- WHAT IS BEING ASKED
Collect every line in the items below that contains the word "dark", treating uppercase and lowercase letters as distinct.

- ENTRIES SUPPLIED
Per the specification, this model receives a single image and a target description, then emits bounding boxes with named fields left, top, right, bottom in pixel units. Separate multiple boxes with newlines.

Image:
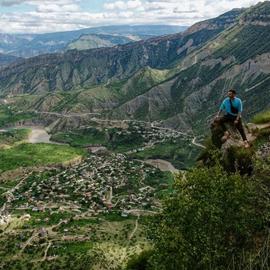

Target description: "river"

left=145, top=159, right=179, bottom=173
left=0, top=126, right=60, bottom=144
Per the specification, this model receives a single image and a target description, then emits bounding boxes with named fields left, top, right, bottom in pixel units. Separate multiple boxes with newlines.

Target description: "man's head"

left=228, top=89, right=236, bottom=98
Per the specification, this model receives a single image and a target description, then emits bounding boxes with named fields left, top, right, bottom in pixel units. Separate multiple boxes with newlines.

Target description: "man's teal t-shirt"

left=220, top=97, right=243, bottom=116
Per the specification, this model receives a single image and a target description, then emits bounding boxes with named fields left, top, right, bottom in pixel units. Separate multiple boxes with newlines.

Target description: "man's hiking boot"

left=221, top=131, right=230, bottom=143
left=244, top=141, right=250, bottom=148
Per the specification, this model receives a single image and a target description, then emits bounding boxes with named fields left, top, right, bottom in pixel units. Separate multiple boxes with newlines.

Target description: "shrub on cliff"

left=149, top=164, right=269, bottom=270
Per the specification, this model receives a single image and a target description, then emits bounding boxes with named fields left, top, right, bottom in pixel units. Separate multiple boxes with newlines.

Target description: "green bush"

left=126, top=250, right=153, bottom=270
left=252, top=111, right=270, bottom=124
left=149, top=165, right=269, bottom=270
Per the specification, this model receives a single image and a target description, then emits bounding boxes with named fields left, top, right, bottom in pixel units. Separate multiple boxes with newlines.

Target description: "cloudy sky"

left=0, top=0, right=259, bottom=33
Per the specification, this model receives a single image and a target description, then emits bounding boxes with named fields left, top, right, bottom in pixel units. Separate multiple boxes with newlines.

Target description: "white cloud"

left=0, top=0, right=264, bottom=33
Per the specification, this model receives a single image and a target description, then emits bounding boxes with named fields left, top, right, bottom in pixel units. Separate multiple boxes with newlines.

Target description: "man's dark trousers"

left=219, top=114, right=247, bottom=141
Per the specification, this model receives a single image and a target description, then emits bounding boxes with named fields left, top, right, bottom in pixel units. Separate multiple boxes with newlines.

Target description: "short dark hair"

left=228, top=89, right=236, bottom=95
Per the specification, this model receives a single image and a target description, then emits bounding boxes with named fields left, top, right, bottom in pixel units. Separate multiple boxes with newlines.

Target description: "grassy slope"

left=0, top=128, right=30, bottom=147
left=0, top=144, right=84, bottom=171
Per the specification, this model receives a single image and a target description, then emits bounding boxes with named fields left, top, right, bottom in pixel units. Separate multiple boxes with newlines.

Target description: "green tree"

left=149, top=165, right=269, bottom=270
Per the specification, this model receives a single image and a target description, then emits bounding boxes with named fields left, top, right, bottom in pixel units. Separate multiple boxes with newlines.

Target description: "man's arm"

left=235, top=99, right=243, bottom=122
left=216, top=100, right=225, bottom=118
--
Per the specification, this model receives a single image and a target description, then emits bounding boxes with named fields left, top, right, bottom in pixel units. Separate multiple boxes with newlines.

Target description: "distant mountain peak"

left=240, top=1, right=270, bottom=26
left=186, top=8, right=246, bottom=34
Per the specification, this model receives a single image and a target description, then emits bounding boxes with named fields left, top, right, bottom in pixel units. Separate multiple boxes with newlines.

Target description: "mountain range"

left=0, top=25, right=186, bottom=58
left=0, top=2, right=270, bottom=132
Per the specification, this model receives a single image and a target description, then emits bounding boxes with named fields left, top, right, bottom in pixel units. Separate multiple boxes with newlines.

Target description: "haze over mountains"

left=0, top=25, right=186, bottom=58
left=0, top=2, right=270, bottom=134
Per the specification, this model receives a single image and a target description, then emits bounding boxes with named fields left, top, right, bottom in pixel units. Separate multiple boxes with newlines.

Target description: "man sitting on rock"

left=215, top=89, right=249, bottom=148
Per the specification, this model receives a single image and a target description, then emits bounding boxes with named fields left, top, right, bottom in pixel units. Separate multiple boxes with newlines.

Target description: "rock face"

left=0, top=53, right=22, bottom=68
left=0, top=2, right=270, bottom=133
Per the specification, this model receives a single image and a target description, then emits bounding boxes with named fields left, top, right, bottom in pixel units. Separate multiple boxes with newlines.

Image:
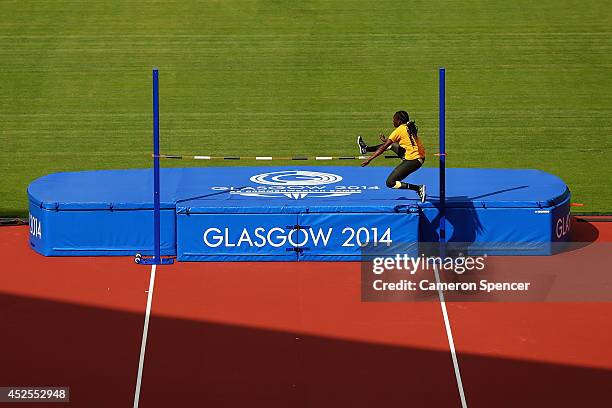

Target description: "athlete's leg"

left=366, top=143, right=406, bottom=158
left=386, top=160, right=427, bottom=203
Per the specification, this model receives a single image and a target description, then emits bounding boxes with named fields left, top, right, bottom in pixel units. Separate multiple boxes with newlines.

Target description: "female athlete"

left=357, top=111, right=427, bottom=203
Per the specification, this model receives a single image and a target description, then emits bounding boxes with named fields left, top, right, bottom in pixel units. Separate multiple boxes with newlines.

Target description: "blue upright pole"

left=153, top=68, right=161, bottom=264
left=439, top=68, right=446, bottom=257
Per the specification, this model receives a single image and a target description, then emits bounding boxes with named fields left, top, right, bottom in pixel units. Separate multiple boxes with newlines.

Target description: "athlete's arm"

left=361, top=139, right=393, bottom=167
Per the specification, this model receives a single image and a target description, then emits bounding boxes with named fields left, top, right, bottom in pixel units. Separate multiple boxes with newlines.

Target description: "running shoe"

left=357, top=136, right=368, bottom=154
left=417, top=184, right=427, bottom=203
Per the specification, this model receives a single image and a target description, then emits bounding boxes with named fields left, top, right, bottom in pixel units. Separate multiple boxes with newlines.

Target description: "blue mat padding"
* * *
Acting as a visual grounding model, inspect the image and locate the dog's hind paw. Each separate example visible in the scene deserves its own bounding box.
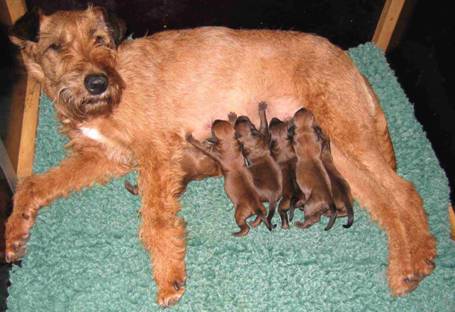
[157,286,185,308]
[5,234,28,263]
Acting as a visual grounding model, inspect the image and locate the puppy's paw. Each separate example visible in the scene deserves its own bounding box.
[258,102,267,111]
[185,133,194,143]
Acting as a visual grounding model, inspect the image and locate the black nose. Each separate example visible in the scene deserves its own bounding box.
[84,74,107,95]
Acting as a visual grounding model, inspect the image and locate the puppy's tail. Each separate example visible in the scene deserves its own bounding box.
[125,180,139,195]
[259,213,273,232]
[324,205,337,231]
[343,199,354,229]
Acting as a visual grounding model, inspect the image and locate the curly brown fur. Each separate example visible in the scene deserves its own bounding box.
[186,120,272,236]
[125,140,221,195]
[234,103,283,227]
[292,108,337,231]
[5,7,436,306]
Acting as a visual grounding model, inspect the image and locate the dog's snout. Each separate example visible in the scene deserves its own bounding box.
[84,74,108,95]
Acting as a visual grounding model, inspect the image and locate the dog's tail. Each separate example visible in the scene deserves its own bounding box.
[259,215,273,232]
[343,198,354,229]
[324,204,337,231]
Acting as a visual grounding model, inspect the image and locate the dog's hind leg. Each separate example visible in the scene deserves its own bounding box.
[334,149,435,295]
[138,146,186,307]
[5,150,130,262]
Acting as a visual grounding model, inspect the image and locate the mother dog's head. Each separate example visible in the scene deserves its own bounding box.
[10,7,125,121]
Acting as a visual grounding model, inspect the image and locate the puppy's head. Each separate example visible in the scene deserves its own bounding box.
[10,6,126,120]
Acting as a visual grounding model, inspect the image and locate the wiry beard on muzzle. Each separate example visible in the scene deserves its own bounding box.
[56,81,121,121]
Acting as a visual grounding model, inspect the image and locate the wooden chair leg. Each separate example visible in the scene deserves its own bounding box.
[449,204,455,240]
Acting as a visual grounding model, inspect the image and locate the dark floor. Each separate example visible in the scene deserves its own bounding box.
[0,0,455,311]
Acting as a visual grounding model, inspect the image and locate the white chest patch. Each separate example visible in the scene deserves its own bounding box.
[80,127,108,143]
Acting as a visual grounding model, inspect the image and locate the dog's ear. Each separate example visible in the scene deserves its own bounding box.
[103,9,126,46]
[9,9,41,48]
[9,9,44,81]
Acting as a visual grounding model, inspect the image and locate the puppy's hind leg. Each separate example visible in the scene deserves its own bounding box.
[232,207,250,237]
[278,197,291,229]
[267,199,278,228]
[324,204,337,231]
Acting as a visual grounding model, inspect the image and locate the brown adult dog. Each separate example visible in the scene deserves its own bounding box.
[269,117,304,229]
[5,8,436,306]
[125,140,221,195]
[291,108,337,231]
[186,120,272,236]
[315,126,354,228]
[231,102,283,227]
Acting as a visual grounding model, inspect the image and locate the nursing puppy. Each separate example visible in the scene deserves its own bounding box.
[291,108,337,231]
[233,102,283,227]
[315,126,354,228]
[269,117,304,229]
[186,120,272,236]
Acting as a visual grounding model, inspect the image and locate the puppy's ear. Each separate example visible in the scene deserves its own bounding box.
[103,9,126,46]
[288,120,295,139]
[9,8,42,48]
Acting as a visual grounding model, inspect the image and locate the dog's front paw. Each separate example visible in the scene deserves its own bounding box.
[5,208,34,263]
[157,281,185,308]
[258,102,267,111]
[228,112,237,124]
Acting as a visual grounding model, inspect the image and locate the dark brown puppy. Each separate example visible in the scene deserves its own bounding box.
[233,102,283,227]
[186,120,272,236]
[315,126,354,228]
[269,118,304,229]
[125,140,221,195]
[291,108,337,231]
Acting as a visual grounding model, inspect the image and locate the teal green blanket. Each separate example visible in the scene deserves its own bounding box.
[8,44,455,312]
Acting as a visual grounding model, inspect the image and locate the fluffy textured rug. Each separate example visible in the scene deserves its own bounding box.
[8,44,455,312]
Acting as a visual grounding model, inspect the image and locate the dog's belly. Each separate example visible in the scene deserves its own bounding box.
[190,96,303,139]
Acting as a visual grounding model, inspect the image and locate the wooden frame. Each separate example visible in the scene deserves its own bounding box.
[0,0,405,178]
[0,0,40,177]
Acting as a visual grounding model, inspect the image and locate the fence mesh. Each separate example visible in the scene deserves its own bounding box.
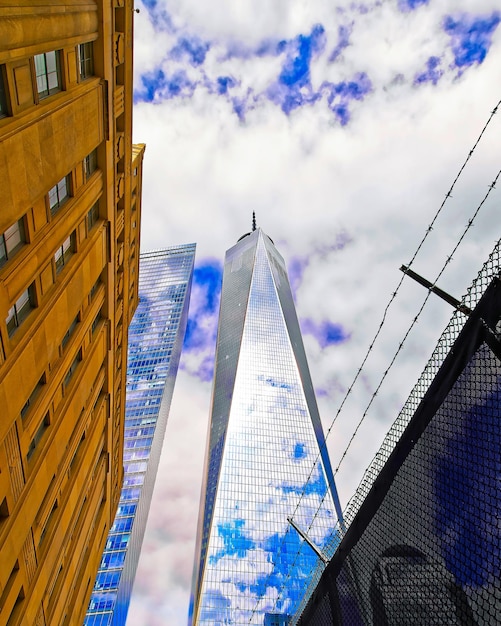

- RESULT OF THE EXERCISE
Target description: "man's dark trousers"
Target description: "short dark hair"
Acting as a visual grounding model, inspect the image and locate the dark floor. Each separate example visible in the scene deserves its own bounding box.
Acting as a visual grounding model, inspect the image and locate the dark brown puppy. Each separate example visible in the scene deserves its own bounding box.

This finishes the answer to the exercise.